%%

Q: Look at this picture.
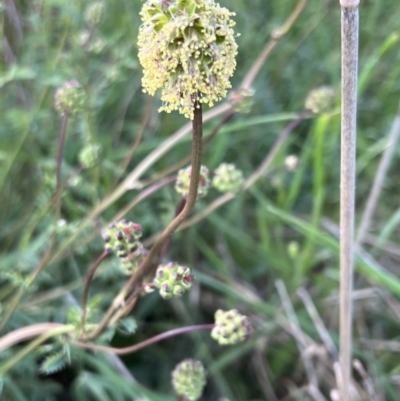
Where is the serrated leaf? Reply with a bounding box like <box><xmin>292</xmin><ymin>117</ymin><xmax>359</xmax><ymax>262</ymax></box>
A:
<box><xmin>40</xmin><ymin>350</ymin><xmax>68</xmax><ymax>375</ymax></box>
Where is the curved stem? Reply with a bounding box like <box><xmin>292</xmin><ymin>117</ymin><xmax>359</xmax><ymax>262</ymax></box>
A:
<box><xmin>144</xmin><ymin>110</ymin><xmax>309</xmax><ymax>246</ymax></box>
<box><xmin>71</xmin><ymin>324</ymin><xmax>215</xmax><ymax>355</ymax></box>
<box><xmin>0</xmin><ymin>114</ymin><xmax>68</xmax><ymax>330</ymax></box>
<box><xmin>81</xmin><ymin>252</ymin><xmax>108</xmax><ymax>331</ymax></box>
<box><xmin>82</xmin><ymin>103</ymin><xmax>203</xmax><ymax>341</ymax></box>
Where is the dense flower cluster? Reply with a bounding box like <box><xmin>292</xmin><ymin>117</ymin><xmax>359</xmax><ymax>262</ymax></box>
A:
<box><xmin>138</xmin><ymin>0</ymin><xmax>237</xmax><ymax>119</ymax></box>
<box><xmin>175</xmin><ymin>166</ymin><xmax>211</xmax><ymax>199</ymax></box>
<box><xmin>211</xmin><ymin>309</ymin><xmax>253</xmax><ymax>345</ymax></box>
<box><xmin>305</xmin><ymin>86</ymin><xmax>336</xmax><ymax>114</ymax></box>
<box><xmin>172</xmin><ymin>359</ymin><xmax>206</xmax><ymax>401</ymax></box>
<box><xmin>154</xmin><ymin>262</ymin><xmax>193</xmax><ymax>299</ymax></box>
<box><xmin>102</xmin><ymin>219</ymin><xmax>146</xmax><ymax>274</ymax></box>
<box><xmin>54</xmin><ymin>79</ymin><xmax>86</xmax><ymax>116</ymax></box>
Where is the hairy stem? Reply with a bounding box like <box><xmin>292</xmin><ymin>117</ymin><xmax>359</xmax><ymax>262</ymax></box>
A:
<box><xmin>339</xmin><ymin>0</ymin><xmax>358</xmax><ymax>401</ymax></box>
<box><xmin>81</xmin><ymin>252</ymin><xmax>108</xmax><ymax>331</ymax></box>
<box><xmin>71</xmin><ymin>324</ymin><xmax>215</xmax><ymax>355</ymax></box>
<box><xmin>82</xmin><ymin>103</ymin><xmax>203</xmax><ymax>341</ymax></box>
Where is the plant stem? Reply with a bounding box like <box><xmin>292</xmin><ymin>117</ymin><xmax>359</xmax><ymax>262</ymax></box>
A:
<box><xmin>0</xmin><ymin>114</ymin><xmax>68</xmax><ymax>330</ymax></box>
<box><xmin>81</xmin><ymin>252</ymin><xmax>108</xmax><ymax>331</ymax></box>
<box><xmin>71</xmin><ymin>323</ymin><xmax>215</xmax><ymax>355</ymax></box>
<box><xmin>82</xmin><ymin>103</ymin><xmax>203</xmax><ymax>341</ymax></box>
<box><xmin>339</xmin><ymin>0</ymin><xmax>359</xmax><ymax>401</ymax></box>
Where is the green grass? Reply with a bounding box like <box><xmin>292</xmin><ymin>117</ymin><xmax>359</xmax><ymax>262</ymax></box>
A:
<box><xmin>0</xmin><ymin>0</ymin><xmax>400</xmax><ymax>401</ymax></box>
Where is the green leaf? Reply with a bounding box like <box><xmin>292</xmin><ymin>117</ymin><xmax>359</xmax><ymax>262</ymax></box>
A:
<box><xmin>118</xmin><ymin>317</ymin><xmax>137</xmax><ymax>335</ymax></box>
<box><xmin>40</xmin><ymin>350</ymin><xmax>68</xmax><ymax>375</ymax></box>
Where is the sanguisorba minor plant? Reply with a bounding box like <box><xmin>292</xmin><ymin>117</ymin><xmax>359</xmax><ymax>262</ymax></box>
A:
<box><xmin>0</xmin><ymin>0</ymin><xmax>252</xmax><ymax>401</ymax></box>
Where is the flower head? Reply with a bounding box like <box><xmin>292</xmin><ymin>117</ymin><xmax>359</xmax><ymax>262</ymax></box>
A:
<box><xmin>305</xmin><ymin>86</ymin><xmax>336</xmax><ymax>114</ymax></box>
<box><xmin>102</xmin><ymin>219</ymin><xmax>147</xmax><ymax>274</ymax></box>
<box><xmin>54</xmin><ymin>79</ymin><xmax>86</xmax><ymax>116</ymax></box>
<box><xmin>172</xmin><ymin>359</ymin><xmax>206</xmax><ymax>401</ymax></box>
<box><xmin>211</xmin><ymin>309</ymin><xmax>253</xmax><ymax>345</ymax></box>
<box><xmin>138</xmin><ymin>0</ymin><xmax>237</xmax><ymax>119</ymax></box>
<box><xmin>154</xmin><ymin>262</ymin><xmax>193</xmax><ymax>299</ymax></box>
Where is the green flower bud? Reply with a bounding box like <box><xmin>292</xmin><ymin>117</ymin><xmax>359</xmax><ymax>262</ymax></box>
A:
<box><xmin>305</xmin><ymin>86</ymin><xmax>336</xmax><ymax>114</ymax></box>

%%

Which lines above contain the string "stem"? Select each one and copy it out in full.

*RESULT*.
Where is the curved stem? Reply with a bounding box like <box><xmin>292</xmin><ymin>117</ymin><xmax>359</xmax><ymax>262</ymax></box>
Where is the hairy stem? Reply with a bounding box like <box><xmin>292</xmin><ymin>117</ymin><xmax>359</xmax><ymax>262</ymax></box>
Where is the plant stem? Reply with a bounding box like <box><xmin>292</xmin><ymin>117</ymin><xmax>359</xmax><ymax>262</ymax></box>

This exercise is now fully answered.